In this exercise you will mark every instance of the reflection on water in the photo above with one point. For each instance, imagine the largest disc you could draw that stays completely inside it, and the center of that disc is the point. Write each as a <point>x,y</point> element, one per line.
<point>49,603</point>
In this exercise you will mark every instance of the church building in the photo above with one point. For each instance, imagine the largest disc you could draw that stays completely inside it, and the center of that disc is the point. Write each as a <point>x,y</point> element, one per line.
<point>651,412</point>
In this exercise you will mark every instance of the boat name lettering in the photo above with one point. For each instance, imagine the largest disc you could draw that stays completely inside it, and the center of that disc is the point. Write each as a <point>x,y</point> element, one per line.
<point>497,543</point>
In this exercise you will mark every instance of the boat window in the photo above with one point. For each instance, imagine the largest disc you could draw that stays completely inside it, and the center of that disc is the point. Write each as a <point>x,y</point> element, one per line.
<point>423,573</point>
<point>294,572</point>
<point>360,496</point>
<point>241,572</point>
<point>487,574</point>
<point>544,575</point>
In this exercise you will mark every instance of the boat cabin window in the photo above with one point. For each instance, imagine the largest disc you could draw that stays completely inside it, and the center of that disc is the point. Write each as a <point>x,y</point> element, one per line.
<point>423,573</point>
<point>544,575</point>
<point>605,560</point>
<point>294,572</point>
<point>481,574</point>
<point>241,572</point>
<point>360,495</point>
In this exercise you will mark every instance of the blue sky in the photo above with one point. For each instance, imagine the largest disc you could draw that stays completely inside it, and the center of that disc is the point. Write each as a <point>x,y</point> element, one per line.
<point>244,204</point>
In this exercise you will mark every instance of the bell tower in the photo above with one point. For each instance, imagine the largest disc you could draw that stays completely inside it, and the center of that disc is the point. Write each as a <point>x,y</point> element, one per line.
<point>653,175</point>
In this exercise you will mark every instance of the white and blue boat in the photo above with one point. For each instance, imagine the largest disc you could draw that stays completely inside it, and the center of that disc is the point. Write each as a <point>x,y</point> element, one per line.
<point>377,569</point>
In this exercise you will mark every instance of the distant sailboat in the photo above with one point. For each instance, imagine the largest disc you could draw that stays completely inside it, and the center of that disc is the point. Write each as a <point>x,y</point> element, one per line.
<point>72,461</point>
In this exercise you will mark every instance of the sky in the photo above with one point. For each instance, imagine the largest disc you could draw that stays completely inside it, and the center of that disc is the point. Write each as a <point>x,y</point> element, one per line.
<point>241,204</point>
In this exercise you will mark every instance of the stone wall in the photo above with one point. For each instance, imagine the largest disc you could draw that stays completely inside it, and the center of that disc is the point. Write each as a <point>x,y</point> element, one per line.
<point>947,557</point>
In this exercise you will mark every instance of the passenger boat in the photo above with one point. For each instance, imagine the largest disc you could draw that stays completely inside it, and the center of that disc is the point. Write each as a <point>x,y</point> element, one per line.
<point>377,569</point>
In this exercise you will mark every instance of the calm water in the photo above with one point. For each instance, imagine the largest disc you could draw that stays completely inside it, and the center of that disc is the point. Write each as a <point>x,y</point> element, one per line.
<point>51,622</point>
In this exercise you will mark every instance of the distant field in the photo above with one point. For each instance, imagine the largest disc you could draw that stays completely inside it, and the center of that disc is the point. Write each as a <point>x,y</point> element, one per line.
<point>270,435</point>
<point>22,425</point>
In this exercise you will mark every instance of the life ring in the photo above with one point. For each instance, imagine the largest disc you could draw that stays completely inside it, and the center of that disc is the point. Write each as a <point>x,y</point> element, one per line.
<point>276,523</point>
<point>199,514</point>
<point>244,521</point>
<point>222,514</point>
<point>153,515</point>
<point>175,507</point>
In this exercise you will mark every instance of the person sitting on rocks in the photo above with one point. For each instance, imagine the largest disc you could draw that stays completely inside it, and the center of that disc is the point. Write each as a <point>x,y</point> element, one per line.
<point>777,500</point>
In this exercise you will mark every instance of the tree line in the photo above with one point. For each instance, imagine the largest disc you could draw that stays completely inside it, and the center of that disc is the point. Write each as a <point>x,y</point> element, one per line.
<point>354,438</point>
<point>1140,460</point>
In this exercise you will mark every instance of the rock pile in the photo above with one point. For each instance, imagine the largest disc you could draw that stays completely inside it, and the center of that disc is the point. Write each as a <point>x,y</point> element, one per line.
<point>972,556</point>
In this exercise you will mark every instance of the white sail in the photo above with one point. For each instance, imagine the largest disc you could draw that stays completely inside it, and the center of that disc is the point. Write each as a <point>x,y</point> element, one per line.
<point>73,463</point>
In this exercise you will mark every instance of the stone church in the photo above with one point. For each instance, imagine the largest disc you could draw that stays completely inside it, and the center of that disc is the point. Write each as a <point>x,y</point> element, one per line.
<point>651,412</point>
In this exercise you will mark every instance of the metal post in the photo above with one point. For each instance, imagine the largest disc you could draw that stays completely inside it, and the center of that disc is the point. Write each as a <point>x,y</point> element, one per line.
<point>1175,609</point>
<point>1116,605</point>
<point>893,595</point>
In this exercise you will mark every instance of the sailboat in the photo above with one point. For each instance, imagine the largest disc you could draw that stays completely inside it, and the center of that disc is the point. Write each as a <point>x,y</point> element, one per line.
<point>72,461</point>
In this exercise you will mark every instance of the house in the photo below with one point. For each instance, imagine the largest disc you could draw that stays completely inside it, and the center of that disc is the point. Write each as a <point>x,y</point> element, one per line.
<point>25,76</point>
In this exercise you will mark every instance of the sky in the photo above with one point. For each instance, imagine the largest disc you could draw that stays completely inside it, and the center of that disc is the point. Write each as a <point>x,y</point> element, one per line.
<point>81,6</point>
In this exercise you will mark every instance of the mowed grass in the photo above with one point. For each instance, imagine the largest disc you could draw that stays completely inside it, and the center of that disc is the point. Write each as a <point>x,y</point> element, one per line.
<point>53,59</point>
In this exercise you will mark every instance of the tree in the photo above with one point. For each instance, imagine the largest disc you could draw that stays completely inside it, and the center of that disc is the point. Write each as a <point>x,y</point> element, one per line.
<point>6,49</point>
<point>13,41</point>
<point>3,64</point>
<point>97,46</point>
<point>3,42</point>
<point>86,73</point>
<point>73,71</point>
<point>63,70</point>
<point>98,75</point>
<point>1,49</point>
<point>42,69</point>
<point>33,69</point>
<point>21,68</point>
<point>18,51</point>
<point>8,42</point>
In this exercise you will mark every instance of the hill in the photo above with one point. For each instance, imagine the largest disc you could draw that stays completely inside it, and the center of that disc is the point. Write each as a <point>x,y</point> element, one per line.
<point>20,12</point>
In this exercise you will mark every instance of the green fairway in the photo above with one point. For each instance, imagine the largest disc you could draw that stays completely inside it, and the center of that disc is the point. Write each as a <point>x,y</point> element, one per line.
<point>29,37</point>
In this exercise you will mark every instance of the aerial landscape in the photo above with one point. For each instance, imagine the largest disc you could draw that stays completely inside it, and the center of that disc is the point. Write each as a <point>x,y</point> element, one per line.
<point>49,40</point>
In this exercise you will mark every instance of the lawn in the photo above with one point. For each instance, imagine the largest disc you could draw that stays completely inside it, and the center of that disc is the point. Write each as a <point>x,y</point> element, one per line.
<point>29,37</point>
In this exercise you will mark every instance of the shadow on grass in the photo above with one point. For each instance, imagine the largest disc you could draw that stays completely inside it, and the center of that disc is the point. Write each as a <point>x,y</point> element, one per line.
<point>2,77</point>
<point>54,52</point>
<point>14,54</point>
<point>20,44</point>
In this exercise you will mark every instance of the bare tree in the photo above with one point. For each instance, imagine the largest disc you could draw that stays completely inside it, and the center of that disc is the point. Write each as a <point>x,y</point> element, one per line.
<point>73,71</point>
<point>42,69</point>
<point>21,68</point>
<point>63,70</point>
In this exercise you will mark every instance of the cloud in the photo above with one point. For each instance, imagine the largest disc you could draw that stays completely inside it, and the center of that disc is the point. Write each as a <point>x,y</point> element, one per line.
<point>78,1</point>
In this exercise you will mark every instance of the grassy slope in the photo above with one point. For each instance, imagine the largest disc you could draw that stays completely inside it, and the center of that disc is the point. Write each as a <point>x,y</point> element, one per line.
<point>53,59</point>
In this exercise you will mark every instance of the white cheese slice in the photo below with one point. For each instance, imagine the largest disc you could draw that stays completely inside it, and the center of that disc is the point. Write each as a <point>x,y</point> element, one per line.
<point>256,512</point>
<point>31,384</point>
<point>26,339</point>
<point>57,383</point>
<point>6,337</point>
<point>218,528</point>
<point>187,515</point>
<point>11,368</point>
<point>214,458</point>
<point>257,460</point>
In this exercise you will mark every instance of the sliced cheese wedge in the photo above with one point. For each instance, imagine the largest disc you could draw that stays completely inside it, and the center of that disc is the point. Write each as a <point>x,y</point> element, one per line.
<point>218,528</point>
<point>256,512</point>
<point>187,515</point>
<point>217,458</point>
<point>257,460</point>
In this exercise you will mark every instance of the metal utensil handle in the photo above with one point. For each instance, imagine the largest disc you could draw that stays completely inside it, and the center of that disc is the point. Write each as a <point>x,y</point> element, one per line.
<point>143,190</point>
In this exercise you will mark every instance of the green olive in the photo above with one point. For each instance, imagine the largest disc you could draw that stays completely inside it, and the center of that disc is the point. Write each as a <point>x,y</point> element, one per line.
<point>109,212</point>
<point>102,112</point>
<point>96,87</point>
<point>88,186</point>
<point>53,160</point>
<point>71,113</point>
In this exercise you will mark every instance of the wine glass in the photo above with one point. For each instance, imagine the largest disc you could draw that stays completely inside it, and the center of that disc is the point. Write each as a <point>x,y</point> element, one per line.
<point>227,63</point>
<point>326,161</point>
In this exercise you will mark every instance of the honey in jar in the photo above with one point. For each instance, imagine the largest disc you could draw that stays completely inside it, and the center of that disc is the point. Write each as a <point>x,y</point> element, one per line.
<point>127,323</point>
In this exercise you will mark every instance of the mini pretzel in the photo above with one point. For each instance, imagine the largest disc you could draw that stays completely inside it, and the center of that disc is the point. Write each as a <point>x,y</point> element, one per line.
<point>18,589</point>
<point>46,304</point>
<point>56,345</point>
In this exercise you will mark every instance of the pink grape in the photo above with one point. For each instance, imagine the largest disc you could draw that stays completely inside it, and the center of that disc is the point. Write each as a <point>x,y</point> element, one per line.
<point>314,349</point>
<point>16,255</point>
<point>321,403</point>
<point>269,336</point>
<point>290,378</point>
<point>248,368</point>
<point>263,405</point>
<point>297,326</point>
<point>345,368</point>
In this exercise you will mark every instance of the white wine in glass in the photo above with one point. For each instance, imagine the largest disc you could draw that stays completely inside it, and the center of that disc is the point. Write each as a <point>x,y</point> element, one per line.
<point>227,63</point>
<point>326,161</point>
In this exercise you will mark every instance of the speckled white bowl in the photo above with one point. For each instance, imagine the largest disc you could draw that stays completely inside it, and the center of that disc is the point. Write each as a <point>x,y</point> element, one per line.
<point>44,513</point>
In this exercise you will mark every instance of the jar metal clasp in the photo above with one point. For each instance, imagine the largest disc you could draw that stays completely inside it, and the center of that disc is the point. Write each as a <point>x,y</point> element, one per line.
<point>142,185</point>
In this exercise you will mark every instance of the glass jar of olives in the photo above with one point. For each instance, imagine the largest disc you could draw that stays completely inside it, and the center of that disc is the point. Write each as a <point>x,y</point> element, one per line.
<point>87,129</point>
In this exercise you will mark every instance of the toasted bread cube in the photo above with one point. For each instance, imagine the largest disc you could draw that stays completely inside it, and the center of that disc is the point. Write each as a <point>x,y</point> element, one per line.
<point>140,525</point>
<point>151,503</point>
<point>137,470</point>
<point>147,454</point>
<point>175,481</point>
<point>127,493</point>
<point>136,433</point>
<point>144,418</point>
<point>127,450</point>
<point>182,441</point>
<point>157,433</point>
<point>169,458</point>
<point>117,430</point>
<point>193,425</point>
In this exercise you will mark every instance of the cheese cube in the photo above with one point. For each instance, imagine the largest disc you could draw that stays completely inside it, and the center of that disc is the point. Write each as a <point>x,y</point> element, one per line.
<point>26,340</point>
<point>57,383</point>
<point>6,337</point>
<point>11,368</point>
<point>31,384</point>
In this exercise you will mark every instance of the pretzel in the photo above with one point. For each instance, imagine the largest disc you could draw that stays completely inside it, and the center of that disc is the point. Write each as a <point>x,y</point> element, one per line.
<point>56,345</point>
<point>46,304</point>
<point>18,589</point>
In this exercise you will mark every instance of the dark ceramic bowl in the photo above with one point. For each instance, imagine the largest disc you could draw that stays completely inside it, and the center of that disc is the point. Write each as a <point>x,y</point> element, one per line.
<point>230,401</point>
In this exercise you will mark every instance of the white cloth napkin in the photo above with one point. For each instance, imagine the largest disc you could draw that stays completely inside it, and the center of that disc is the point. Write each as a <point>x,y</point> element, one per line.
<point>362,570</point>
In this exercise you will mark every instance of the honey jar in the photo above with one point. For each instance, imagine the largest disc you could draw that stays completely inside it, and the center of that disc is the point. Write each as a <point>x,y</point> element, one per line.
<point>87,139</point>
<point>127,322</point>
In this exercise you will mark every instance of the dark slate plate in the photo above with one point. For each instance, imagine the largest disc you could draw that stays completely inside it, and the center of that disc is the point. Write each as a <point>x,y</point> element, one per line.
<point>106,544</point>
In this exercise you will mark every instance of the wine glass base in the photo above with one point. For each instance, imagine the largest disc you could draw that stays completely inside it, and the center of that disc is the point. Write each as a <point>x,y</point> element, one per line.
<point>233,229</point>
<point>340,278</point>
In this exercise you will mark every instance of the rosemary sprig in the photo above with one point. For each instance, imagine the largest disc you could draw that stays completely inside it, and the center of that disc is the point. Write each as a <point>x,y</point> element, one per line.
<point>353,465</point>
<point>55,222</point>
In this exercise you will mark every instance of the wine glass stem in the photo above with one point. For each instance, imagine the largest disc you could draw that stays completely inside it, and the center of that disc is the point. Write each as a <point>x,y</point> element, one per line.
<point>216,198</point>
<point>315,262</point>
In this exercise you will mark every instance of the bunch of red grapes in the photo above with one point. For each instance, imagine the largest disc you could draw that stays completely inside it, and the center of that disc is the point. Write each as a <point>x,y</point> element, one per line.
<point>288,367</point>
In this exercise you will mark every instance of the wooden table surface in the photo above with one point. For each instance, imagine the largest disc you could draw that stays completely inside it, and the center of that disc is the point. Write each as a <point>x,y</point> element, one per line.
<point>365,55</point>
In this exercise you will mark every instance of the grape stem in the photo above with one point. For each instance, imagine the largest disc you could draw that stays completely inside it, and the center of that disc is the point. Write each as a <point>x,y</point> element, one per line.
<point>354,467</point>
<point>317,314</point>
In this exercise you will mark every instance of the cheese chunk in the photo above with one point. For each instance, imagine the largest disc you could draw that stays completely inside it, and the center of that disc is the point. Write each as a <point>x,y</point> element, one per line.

————————

== Your objective ==
From the listing above, pull out unchanged the part that opens with the line containing "the white cloth" and closes with the line containing "<point>362,570</point>", both lines included.

== Finished task ==
In this exercise you will mark every instance of the white cloth napkin in the photo above with one point. For each instance, imagine the largest disc you could draw that stays completely inside it, and the center of that disc is the point. Write each as a <point>x,y</point> element, one per line.
<point>362,570</point>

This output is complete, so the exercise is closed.